• [WHAT IS BEING ASKED]: All of the material must be duplicated exactly, line by line.

====

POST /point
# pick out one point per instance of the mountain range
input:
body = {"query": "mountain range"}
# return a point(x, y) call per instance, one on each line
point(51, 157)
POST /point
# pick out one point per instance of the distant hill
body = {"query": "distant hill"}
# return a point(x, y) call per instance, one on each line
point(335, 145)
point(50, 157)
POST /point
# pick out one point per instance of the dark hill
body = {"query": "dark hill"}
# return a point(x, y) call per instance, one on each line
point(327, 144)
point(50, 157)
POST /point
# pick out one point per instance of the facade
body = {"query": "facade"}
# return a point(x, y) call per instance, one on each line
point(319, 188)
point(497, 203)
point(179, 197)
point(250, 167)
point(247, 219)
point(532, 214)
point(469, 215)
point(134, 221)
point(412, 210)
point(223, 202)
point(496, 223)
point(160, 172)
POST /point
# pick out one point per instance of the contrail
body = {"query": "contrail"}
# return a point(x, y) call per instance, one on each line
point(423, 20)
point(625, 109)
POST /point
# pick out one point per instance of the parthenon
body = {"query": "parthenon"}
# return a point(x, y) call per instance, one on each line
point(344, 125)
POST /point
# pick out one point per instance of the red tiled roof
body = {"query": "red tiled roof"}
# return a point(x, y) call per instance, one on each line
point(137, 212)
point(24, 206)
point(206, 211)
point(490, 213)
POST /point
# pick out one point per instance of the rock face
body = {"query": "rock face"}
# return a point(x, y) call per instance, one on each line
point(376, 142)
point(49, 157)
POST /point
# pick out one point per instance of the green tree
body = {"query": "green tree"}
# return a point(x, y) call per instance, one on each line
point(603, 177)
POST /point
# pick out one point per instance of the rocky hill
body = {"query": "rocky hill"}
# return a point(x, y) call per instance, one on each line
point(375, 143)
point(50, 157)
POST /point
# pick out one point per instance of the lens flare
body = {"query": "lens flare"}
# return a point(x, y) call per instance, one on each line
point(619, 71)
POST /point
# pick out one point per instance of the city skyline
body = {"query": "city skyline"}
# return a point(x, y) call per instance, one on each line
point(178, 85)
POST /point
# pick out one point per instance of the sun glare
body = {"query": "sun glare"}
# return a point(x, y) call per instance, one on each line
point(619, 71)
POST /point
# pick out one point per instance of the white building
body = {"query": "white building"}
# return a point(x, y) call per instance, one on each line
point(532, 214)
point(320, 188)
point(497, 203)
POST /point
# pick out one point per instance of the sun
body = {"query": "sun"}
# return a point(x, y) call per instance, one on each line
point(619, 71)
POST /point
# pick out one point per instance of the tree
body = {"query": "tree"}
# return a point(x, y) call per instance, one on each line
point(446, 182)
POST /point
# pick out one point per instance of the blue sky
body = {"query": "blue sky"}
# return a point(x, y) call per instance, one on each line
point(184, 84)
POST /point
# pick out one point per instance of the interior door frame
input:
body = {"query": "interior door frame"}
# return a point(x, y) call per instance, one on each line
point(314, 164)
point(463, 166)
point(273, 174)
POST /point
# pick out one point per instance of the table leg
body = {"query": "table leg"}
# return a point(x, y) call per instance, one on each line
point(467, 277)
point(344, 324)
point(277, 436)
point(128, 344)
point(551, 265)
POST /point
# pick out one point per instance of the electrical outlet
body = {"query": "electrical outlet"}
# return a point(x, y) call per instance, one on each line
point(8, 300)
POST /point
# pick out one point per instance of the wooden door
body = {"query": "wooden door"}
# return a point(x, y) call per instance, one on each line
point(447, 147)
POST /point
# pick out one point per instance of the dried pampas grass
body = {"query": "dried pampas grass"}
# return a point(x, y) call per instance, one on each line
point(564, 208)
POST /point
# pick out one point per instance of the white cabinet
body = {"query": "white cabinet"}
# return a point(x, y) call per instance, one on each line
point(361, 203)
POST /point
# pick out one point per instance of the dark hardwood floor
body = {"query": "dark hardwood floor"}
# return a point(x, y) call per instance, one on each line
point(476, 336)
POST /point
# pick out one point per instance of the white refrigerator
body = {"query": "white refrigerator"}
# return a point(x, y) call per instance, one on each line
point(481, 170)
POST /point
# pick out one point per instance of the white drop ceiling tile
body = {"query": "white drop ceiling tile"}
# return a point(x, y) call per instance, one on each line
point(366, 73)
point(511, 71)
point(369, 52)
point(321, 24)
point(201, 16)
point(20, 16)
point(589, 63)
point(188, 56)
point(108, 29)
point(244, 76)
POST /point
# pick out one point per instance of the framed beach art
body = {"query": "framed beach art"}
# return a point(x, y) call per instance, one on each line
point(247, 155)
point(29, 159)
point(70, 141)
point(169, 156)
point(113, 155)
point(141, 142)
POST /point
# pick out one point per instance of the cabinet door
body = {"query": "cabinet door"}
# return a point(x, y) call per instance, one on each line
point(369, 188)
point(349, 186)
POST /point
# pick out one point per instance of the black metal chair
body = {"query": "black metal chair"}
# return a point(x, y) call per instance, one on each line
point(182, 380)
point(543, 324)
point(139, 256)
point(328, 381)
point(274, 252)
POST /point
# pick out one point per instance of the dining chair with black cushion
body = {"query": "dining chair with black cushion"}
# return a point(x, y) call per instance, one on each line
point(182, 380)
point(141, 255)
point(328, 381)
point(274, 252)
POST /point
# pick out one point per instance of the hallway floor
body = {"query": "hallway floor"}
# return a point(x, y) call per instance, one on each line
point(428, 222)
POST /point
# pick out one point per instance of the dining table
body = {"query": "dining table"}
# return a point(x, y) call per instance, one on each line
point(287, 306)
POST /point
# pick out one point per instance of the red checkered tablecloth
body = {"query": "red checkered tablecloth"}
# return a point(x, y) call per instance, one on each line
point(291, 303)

====

• [SOLUTION FOR THIS EXERCISE]:
POST /point
# pick out one point per instance of the mountain range
input:
body = {"query": "mountain range"}
# return a point(x, y) call per instance, one on each line
point(51, 157)
POST /point
# pick out one point per instance of the distant hill
body = {"query": "distant hill"}
# return a point(x, y) call per instance, one on each line
point(335, 145)
point(50, 157)
POST /point
# pick out one point per instance of the dark hill
body = {"query": "dark hill"}
# return a point(x, y) call per instance, one on each line
point(327, 144)
point(50, 157)
POST /point
# pick out one point per instance of the facade
body = {"query": "facade"}
# return a point(x, y) call per instance, one on each line
point(319, 188)
point(497, 203)
point(179, 197)
point(250, 167)
point(247, 219)
point(532, 214)
point(469, 215)
point(134, 221)
point(412, 210)
point(223, 202)
point(496, 223)
point(160, 172)
POST /point
# pick out one point per instance of the contrail
body = {"query": "contrail"}
# return a point(x, y) call per instance, one on each line
point(423, 20)
point(625, 109)
POST /point
# pick out one point per instance of the parthenon
body = {"query": "parthenon"}
# return a point(x, y) call per instance, one on each line
point(344, 125)
POST /point
# pick out one point per instance of the red tiled roof
body = {"query": "red tiled roof"}
# return a point(x, y) call per instance, one on each line
point(137, 212)
point(24, 206)
point(206, 211)
point(490, 213)
POST /point
# pick out one point per instance of the rock face
body = {"query": "rock face"}
# return a point(x, y) call per instance, one on each line
point(376, 142)
point(49, 157)
POST /point
# pick out one point per instance of the green tree
body = {"query": "green tree"}
# return a point(x, y) call per instance, one on each line
point(603, 177)
POST /point
# pick out one point per instance of the rocky hill
body = {"query": "rocky hill"}
# return a point(x, y) call per instance, one on each line
point(375, 143)
point(50, 157)
POST /point
# pick out one point per instance of the lens flare
body = {"query": "lens flare"}
# return a point(x, y) call per instance, one on each line
point(619, 71)
POST /point
# pick out one point per instance of the city skyline
body = {"query": "city skyline"}
# return a point(x, y) call per instance, one on each line
point(178, 85)
POST /point
# pick out one point per instance of the sun glare
body = {"query": "sun glare"}
# return a point(x, y) call per instance, one on each line
point(619, 71)
POST /point
# pick out one point per instance of the white building
body = {"query": "white building"}
# return a point(x, y) call per instance, one on each line
point(532, 214)
point(320, 188)
point(497, 203)
POST /point
# pick out one point per instance of the sun
body = {"query": "sun"}
# return a point(x, y) call per instance, one on each line
point(619, 71)
POST /point
# pick out one point per instance of the tree
body = {"query": "tree"}
# return a point(x, y) call per instance, one on each line
point(446, 182)
POST /point
# pick out one point per instance of the blue sky
body = {"query": "blue sky"}
# return a point(x, y) call per instance, one on each line
point(184, 84)
POST /point
# pick out one point per instance of the interior door frame
input:
body = {"query": "interior door frame"}
# return a point(x, y) call per instance, one on each line
point(314, 164)
point(463, 166)
point(273, 174)
POST /point
# pick out one point per instance of the table leg
body = {"query": "table leg"}
# return a point(x, y) call per instance, one on each line
point(467, 277)
point(344, 324)
point(277, 436)
point(128, 344)
point(551, 265)
POST /point
# pick out one point per instance of the electrical outlet
body = {"query": "electrical outlet"}
# return a point(x, y) call per instance, one on each line
point(8, 300)
POST /point
# pick out one point per instance of the wooden door
body = {"query": "wooden door"}
# return a point(x, y) call per instance, one on each line
point(447, 147)
POST /point
# pick out one point per instance of the dried pampas grass
body = {"query": "dried pampas grass"}
# return a point(x, y) call per instance, one on each line
point(564, 208)
POST /point
# pick out one point per instance of the white cabinet
body = {"query": "white cabinet"}
# return a point(x, y) call per instance, one on each line
point(361, 203)
POST /point
# pick out one point per instance of the dark hardwood floor
body = {"query": "dark hardwood floor"}
# return a point(x, y) call per instance, one on each line
point(476, 336)
POST /point
# pick out one point per instance of the white refrigerator
body = {"query": "white refrigerator"}
# return a point(x, y) call per instance, one on each line
point(481, 170)
POST /point
# pick out one point per instance of the white drop ceiling tile
body = {"query": "white drop ceiling tile"}
# return a point(x, y) call per instance, one on each line
point(366, 73)
point(511, 71)
point(369, 52)
point(321, 24)
point(201, 16)
point(20, 16)
point(589, 63)
point(188, 56)
point(108, 29)
point(244, 76)
POST /point
# pick out one point per instance of the framed beach art
body = {"query": "framed beach art"}
# return a point(x, y) call per instance, one on each line
point(247, 155)
point(29, 159)
point(70, 141)
point(169, 156)
point(113, 155)
point(141, 142)
POST /point
# pick out one point per instance of the cabinet door
body = {"query": "cabinet door"}
# return a point(x, y) call per instance, one on each line
point(369, 188)
point(349, 186)
POST /point
# pick out one point per instance of the black metal chair
body = {"query": "black metal chair"}
# return a point(x, y) call per instance, one on each line
point(182, 380)
point(543, 324)
point(139, 256)
point(328, 381)
point(274, 252)
POST /point
# pick out one point per instance of the dining chair with black cushion
body = {"query": "dining chair with black cushion"}
# return a point(x, y) call per instance, one on each line
point(182, 380)
point(141, 255)
point(328, 381)
point(274, 252)
POST /point
# pick out one point per instance of the hallway floor
body = {"query": "hallway floor"}
# return a point(x, y) call per instance, one on each line
point(428, 222)
POST /point
# pick out one point per instance of the dining table
body = {"query": "dining table"}
# return a point(x, y) call per instance, one on each line
point(287, 306)
POST /point
# pick out one point per instance of the red checkered tablecloth
body = {"query": "red checkered tablecloth"}
# return a point(x, y) call per instance, one on each line
point(291, 303)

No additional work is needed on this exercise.